Extracted information:
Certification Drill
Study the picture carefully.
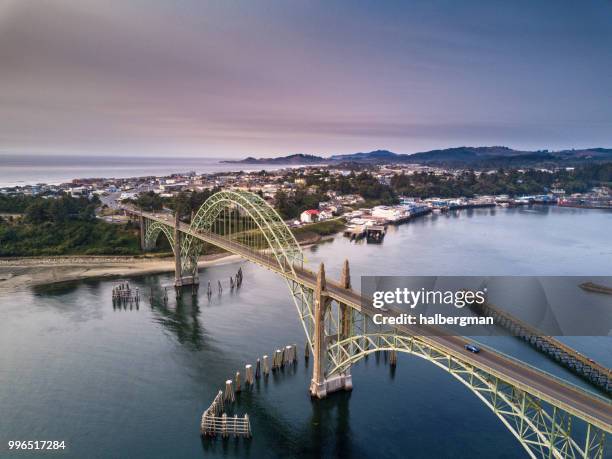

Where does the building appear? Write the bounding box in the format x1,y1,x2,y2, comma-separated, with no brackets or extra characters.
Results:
300,209,319,223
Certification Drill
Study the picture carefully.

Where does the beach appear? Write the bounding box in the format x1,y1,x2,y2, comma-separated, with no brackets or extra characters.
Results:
0,253,240,292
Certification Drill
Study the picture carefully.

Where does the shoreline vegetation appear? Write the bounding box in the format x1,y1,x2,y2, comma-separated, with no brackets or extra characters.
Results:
0,219,344,292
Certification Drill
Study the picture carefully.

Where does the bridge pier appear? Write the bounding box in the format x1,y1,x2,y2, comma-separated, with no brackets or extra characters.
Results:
340,258,353,390
173,212,200,298
138,214,147,252
310,263,353,399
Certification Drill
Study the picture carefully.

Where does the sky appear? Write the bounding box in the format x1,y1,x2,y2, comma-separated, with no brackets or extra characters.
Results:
0,0,612,158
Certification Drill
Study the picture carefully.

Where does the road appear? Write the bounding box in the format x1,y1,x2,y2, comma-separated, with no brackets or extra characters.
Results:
124,207,612,432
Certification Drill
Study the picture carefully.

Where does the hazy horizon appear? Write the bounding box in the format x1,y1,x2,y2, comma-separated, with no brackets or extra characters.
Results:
0,0,612,159
0,145,612,161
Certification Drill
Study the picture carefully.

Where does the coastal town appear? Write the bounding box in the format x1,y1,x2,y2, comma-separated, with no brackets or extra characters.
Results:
0,164,612,242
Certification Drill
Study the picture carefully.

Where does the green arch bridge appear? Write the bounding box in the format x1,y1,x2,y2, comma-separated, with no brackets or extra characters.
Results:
121,191,612,458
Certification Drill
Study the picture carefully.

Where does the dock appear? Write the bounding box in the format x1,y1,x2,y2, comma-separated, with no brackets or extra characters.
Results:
112,281,140,306
200,391,251,438
578,282,612,295
366,225,387,244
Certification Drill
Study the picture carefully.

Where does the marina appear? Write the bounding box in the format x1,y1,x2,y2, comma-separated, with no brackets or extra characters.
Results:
0,206,612,459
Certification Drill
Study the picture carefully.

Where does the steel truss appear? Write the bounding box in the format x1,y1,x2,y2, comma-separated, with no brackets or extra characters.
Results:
328,333,606,459
136,191,609,459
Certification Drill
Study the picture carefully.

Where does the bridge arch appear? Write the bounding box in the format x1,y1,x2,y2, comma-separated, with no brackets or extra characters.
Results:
181,191,304,273
145,220,174,252
328,333,606,458
181,190,314,345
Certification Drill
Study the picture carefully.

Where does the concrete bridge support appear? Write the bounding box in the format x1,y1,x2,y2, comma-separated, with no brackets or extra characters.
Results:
173,212,199,298
310,263,353,399
340,259,353,390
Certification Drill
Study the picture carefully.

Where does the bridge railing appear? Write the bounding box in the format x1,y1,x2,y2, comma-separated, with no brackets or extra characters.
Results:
470,337,612,409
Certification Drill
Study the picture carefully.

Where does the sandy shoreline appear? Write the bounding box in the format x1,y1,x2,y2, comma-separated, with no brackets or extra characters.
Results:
0,236,333,293
0,253,240,292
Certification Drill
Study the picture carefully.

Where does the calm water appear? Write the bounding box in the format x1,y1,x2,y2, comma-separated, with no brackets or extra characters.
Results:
0,208,612,458
0,153,304,187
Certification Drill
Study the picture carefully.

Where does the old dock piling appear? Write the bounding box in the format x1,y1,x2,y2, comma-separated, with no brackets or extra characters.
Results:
223,379,236,402
389,351,397,367
200,392,251,438
244,364,255,387
112,281,140,307
236,371,242,392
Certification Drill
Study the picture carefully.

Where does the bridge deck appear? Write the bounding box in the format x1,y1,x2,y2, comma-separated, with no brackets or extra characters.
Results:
125,207,612,432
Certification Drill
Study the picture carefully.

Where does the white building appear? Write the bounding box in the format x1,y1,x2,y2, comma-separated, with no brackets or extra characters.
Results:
300,209,319,223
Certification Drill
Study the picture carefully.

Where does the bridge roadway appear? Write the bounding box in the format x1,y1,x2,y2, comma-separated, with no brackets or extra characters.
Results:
131,207,612,432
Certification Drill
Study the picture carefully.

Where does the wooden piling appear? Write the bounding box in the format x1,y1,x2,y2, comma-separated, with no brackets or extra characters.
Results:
236,371,241,392
244,364,255,386
389,351,397,367
223,379,236,402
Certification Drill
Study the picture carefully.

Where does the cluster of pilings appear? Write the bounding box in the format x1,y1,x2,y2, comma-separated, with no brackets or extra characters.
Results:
206,268,243,300
200,391,251,438
200,344,300,438
112,281,140,308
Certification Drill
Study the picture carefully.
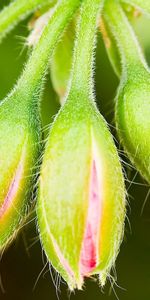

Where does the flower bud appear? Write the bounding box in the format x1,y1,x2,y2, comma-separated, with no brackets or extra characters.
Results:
105,0,150,183
0,92,40,249
37,95,125,289
116,65,150,183
0,0,80,249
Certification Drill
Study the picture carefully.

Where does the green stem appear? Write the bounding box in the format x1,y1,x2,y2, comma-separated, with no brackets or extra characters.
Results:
71,0,103,94
0,0,56,42
121,0,150,15
18,0,81,92
104,0,147,74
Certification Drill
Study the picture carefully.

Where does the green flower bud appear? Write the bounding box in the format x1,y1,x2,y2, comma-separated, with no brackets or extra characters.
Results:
37,0,125,289
0,90,41,249
0,0,80,249
105,1,150,182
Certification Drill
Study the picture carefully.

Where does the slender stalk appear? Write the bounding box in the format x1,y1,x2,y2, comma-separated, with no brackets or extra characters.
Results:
0,0,56,42
104,0,147,73
71,0,103,97
121,0,150,15
18,0,81,95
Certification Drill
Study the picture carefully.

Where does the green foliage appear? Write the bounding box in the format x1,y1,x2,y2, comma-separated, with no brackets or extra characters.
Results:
105,0,150,182
37,0,125,289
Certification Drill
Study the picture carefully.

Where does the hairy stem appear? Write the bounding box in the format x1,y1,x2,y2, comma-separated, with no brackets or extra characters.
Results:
18,0,81,95
121,0,150,15
104,0,147,73
71,0,103,94
0,0,56,42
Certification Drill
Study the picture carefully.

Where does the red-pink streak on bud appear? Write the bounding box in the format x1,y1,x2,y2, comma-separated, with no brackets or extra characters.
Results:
51,235,74,278
80,159,101,277
0,151,24,219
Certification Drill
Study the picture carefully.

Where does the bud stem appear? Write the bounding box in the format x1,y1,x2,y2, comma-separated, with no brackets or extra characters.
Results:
18,0,81,97
104,0,147,74
0,0,54,42
121,0,150,15
71,0,103,95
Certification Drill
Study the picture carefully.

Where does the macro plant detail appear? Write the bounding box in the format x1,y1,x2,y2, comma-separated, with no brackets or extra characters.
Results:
0,0,150,291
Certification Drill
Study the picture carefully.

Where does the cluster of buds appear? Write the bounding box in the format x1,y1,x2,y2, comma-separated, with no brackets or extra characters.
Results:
0,0,150,290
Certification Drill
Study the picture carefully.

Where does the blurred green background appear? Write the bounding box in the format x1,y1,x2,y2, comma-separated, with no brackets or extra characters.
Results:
0,0,150,300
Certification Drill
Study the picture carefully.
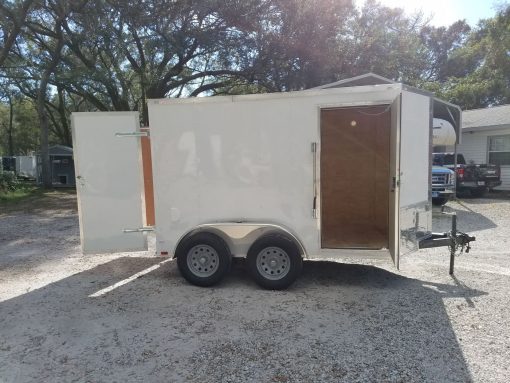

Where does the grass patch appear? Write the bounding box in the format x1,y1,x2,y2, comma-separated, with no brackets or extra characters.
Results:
0,183,76,214
0,186,44,205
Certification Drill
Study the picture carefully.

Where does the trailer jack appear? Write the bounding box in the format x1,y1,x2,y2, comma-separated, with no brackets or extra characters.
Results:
418,213,476,275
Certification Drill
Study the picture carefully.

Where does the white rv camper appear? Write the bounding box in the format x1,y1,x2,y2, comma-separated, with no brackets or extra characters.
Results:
72,75,474,289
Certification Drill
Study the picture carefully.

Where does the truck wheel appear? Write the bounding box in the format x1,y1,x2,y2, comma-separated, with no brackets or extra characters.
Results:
471,189,486,198
176,233,232,287
247,234,303,290
432,198,448,206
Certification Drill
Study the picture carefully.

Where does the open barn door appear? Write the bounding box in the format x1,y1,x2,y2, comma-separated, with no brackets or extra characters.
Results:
388,95,401,269
399,91,432,255
72,112,147,253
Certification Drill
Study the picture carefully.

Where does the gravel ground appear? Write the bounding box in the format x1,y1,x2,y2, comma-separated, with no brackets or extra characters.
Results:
0,193,510,383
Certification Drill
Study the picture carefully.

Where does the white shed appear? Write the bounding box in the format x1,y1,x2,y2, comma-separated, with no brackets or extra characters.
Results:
457,105,510,190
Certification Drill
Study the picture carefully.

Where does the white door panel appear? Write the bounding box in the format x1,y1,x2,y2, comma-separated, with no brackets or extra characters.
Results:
399,91,432,255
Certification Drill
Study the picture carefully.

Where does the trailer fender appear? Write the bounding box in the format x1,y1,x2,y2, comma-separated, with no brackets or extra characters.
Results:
173,222,307,258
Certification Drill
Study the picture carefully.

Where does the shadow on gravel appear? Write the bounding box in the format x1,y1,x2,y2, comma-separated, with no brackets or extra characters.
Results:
0,257,485,382
432,204,498,233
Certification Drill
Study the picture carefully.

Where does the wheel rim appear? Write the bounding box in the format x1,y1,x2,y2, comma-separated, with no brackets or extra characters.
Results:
257,247,290,281
186,245,220,278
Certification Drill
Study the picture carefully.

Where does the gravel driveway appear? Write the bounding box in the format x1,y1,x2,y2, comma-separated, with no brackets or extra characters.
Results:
0,193,510,383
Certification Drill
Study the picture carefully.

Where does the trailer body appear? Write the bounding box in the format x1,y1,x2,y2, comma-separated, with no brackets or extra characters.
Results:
73,79,466,286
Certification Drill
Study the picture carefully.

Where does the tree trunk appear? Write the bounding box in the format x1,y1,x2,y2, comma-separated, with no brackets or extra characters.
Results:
37,87,52,189
7,95,14,157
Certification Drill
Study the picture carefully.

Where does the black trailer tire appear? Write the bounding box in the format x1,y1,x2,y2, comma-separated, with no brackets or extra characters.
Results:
175,233,232,287
247,234,303,290
471,188,487,198
432,197,448,206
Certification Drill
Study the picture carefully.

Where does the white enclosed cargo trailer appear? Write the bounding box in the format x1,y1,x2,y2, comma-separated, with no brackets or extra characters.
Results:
69,76,472,288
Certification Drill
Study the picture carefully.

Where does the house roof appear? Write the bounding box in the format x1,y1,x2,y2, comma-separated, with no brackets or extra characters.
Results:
312,72,396,89
462,104,510,131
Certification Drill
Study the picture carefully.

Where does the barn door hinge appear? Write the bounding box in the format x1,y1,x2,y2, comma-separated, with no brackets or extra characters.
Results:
122,226,154,233
115,131,150,137
312,142,318,218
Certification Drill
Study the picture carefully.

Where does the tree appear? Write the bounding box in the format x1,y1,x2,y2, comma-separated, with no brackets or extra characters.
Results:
0,0,34,67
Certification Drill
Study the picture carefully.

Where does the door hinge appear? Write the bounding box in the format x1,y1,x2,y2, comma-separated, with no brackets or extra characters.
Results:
122,226,154,233
115,131,149,137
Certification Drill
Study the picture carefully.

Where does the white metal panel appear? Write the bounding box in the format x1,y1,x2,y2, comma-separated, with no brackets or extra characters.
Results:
496,165,510,190
72,112,147,253
388,95,402,269
399,91,432,255
149,85,400,256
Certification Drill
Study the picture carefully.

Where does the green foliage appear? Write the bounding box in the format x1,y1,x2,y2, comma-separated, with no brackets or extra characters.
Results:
0,0,510,133
0,97,39,156
0,171,22,193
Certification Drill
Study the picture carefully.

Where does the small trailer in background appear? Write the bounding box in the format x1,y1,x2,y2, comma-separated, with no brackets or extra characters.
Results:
72,75,473,289
16,156,37,179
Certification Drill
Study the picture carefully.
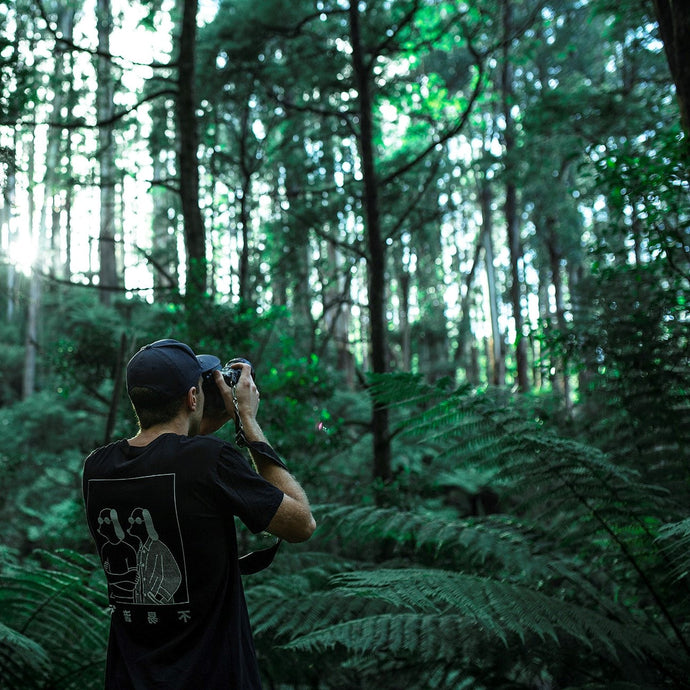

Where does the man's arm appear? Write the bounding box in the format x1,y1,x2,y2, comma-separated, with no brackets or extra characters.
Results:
213,364,316,543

Exercise description: Reproduce the data from its first line through the line containing "121,191,612,458", including that line, and leave out the pictures.

The answer:
Certification Drill
Study the picture carefully.

Where does the building appear? Write the bounding box in the format x1,y1,x2,y2, comma-separated, with no brackets or extra characters.
Results:
300,209,319,223
Certification Drill
Study the picture carefully.

Where does the beach appear? Write the bounding box in the format x1,y1,x2,y2, comma-separated, with no brackets or extra characters.
Results:
0,253,240,292
Certification Drill
Study the picture carefully.

Where does the shoreline vegetation appear? Write the bounding box in the format x1,y1,x2,y2, comma-separated, with no brackets or extra characters.
Results:
0,219,344,292
Certification Drill
Study the picture carefully.

Where does the bridge pier appear? Write the bounding box in the format x1,y1,x2,y2, comma-separated, with no brackets or extra characters.
Results:
340,258,353,390
173,212,200,298
138,214,147,252
310,263,353,399
Certification Drill
Study the picture carefully.

Where does the sky appear? Write the bounding box in the format x1,y1,x2,y2, comma-separated, with no brackets or extra characters.
Results:
0,0,612,158
Certification Drill
Study the picture carefully.

Where does the road appear? Write the bounding box in the format x1,y1,x2,y2, comma-separated, with no brackets or extra characters.
Results:
124,207,612,432
Certification Drill
Study the picture carefully.

Where does the hazy horizon appear? Write the bounding box in the format x1,y1,x2,y2, comma-separated, with no brackets or extra characters.
Results:
0,0,612,159
0,145,612,161
Certification Drill
Study the picture carefully.

Where does the coastal town appear? Write the bounding box in the format x1,y1,x2,y2, comma-separated, with no brackets or extra characters.
Results:
0,164,612,242
Certification Drill
Study the picture carefully.

Where does the green arch bridge appear? Write the bounding box in the format x1,y1,x2,y2, comma-separated, with no brackets or extra characters.
Results:
121,191,612,458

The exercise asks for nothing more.